»»

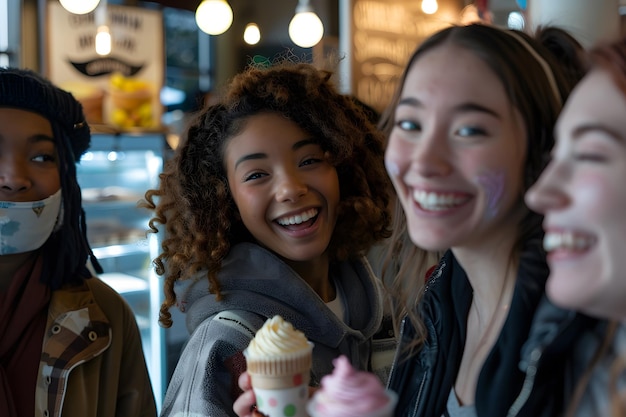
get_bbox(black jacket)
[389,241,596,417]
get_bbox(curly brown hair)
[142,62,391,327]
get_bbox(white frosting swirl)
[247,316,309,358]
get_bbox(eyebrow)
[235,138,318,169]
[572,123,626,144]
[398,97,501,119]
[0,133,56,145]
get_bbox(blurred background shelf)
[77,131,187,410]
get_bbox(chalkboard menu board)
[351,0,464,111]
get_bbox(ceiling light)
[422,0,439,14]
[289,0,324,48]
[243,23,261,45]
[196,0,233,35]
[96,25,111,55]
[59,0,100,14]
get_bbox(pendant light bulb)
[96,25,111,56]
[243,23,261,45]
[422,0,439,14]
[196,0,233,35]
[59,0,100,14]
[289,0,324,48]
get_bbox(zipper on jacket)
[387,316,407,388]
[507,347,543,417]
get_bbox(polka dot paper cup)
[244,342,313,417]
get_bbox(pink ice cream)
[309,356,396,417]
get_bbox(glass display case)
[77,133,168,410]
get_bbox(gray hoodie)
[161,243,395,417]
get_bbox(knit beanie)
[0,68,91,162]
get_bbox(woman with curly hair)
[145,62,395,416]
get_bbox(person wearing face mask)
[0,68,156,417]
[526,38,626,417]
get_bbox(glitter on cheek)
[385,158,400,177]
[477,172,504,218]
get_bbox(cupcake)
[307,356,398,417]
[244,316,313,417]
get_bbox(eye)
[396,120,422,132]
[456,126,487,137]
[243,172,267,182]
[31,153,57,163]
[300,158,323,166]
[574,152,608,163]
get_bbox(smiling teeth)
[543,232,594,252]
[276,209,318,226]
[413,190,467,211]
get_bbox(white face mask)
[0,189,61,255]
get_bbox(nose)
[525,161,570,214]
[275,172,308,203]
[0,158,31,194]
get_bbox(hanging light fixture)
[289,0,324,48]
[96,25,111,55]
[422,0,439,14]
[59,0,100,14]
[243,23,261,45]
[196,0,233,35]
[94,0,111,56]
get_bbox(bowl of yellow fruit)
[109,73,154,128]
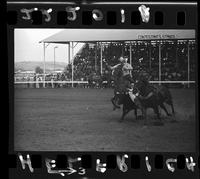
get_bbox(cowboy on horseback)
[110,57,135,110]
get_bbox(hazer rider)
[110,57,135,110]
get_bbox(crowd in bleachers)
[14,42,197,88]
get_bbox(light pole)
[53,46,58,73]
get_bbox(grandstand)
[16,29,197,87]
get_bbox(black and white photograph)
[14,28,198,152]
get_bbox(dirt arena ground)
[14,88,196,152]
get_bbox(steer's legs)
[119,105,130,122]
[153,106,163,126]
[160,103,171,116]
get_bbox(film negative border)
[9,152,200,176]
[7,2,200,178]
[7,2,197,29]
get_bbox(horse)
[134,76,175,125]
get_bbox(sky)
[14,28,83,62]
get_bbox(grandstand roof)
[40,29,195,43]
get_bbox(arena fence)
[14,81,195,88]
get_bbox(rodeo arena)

««

Scale the listing from the line with "get_bbox(chalkboard menu board)" to the line with "[161,243,395,417]", both included, and output only those lines. Keep the requests unchanged, multiply every bounding-box coordinate in the answers by 2.2, and round each result to a whole number, with halves rounded up.

**Solution below:**
get_bbox(chalkboard menu board)
[772,0,1021,244]
get_bbox(ceiling light)
[928,0,966,31]
[636,0,713,106]
[535,51,574,99]
[431,0,513,77]
[211,55,244,121]
[130,0,220,31]
get_bbox(pendant light bulb)
[211,55,244,123]
[535,51,574,99]
[928,0,966,31]
[431,0,513,77]
[130,0,220,31]
[636,0,713,106]
get_bbox(zipper on jacket)
[851,695,895,854]
[1115,763,1195,917]
get_bbox(polka dot paper cup)
[537,752,689,917]
get_bbox(pink ice cream)
[680,783,871,917]
get_bbox(glass display case)
[169,293,370,902]
get_bbox(gray hoodie)
[354,535,869,917]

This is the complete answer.